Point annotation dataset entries
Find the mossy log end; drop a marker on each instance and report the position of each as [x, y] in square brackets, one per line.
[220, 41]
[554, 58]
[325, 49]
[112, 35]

### Task to carry out
Recast every line of the entries above as a numbered list, omitting any blank lines.

### Written reply
1. Find the mossy log end; drop a marker on each instance and report the position of each as [x, y] in square brackets, one per line.
2. [220, 41]
3. [554, 58]
4. [325, 49]
5. [112, 35]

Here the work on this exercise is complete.